(Records from a data collection)
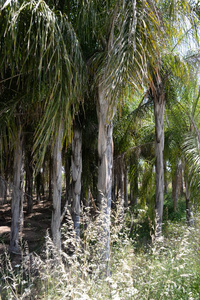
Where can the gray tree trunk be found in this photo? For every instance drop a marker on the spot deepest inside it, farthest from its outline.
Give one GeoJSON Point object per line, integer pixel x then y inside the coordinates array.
{"type": "Point", "coordinates": [176, 184]}
{"type": "Point", "coordinates": [125, 187]}
{"type": "Point", "coordinates": [57, 189]}
{"type": "Point", "coordinates": [76, 178]}
{"type": "Point", "coordinates": [165, 178]}
{"type": "Point", "coordinates": [105, 152]}
{"type": "Point", "coordinates": [29, 178]}
{"type": "Point", "coordinates": [16, 194]}
{"type": "Point", "coordinates": [50, 198]}
{"type": "Point", "coordinates": [120, 189]}
{"type": "Point", "coordinates": [159, 107]}
{"type": "Point", "coordinates": [189, 215]}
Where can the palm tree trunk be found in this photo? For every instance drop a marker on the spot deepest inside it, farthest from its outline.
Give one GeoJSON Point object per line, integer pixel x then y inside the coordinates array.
{"type": "Point", "coordinates": [29, 177]}
{"type": "Point", "coordinates": [125, 187]}
{"type": "Point", "coordinates": [57, 189]}
{"type": "Point", "coordinates": [165, 178]}
{"type": "Point", "coordinates": [175, 184]}
{"type": "Point", "coordinates": [76, 178]}
{"type": "Point", "coordinates": [50, 179]}
{"type": "Point", "coordinates": [16, 194]}
{"type": "Point", "coordinates": [159, 107]}
{"type": "Point", "coordinates": [105, 152]}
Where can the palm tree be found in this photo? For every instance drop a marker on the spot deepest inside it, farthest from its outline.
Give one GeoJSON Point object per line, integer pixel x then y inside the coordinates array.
{"type": "Point", "coordinates": [41, 50]}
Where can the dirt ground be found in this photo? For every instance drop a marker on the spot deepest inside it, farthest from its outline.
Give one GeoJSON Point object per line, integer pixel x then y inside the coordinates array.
{"type": "Point", "coordinates": [35, 225]}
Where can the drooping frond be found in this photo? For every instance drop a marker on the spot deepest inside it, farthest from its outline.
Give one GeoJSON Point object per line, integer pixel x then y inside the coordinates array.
{"type": "Point", "coordinates": [40, 49]}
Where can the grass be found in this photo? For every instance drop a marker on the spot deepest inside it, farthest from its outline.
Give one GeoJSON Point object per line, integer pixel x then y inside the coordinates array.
{"type": "Point", "coordinates": [166, 270]}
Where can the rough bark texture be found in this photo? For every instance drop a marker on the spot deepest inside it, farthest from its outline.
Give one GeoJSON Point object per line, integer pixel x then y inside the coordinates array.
{"type": "Point", "coordinates": [125, 187]}
{"type": "Point", "coordinates": [29, 178]}
{"type": "Point", "coordinates": [159, 107]}
{"type": "Point", "coordinates": [50, 179]}
{"type": "Point", "coordinates": [176, 184]}
{"type": "Point", "coordinates": [16, 195]}
{"type": "Point", "coordinates": [189, 216]}
{"type": "Point", "coordinates": [76, 177]}
{"type": "Point", "coordinates": [120, 188]}
{"type": "Point", "coordinates": [105, 151]}
{"type": "Point", "coordinates": [165, 178]}
{"type": "Point", "coordinates": [57, 190]}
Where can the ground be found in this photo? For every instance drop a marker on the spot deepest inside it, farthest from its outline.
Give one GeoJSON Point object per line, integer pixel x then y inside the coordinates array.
{"type": "Point", "coordinates": [36, 225]}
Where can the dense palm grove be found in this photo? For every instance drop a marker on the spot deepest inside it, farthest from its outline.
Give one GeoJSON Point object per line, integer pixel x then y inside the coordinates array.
{"type": "Point", "coordinates": [99, 111]}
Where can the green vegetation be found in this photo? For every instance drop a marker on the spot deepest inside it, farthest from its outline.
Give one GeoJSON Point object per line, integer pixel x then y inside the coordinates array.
{"type": "Point", "coordinates": [169, 268]}
{"type": "Point", "coordinates": [99, 149]}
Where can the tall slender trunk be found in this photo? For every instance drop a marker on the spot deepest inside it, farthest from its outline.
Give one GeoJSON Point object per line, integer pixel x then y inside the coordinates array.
{"type": "Point", "coordinates": [29, 178]}
{"type": "Point", "coordinates": [76, 177]}
{"type": "Point", "coordinates": [159, 107]}
{"type": "Point", "coordinates": [16, 194]}
{"type": "Point", "coordinates": [189, 218]}
{"type": "Point", "coordinates": [120, 188]}
{"type": "Point", "coordinates": [50, 198]}
{"type": "Point", "coordinates": [105, 152]}
{"type": "Point", "coordinates": [176, 184]}
{"type": "Point", "coordinates": [165, 178]}
{"type": "Point", "coordinates": [57, 189]}
{"type": "Point", "coordinates": [125, 186]}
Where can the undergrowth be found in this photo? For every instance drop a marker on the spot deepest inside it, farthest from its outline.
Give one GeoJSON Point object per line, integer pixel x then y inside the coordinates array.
{"type": "Point", "coordinates": [164, 270]}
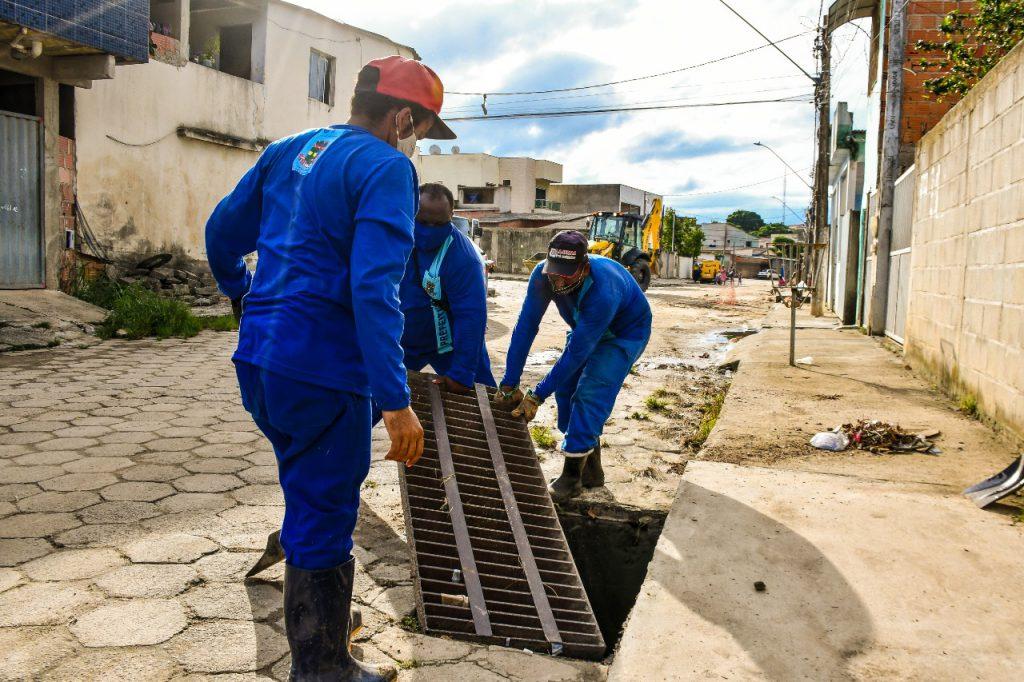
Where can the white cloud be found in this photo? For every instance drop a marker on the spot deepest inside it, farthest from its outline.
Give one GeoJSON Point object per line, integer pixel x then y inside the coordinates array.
{"type": "Point", "coordinates": [479, 45]}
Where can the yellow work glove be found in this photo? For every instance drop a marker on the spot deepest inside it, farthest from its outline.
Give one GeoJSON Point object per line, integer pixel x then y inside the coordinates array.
{"type": "Point", "coordinates": [508, 395]}
{"type": "Point", "coordinates": [528, 407]}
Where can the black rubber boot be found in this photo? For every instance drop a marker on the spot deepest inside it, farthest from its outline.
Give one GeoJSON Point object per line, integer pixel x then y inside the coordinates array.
{"type": "Point", "coordinates": [593, 474]}
{"type": "Point", "coordinates": [316, 620]}
{"type": "Point", "coordinates": [568, 484]}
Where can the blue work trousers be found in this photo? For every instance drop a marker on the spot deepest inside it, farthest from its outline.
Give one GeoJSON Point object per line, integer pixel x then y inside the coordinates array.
{"type": "Point", "coordinates": [586, 399]}
{"type": "Point", "coordinates": [442, 361]}
{"type": "Point", "coordinates": [322, 439]}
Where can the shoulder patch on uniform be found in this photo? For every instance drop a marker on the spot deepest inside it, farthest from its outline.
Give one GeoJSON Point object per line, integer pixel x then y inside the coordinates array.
{"type": "Point", "coordinates": [313, 150]}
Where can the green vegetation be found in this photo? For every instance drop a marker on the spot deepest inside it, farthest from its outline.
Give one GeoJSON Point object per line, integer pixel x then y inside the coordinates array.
{"type": "Point", "coordinates": [973, 43]}
{"type": "Point", "coordinates": [542, 436]}
{"type": "Point", "coordinates": [749, 221]}
{"type": "Point", "coordinates": [136, 312]}
{"type": "Point", "coordinates": [969, 406]}
{"type": "Point", "coordinates": [709, 417]}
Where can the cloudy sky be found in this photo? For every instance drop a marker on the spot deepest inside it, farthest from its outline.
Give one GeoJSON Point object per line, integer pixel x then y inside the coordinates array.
{"type": "Point", "coordinates": [704, 159]}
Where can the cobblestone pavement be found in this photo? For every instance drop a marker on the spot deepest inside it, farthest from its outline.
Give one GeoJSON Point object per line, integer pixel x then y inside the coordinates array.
{"type": "Point", "coordinates": [134, 494]}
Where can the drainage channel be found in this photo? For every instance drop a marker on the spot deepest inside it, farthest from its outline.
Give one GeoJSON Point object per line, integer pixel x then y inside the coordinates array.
{"type": "Point", "coordinates": [612, 547]}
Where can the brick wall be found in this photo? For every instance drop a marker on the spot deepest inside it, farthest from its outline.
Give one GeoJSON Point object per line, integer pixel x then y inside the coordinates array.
{"type": "Point", "coordinates": [921, 111]}
{"type": "Point", "coordinates": [966, 317]}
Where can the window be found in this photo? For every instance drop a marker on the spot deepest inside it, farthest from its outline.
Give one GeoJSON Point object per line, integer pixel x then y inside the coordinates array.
{"type": "Point", "coordinates": [322, 77]}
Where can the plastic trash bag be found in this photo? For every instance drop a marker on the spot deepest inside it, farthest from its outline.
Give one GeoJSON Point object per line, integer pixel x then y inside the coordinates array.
{"type": "Point", "coordinates": [830, 440]}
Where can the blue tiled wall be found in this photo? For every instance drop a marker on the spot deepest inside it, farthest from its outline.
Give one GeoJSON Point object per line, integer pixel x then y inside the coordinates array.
{"type": "Point", "coordinates": [118, 27]}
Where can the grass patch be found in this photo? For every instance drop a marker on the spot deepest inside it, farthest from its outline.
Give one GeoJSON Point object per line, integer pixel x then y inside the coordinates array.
{"type": "Point", "coordinates": [136, 312]}
{"type": "Point", "coordinates": [969, 406]}
{"type": "Point", "coordinates": [710, 412]}
{"type": "Point", "coordinates": [542, 436]}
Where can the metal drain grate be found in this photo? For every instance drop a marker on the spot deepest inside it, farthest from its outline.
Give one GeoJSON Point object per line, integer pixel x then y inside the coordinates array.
{"type": "Point", "coordinates": [492, 562]}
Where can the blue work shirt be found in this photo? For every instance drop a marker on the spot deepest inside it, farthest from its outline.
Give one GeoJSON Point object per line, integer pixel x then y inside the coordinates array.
{"type": "Point", "coordinates": [331, 213]}
{"type": "Point", "coordinates": [465, 295]}
{"type": "Point", "coordinates": [614, 303]}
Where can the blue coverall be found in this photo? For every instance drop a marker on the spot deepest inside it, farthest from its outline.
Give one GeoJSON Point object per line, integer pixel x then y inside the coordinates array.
{"type": "Point", "coordinates": [465, 291]}
{"type": "Point", "coordinates": [610, 326]}
{"type": "Point", "coordinates": [331, 213]}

* PROBLEM DESCRIPTION *
Where the string "patch" occurs in a line above, count that line, and report solely the final figure.

* SOLUTION *
2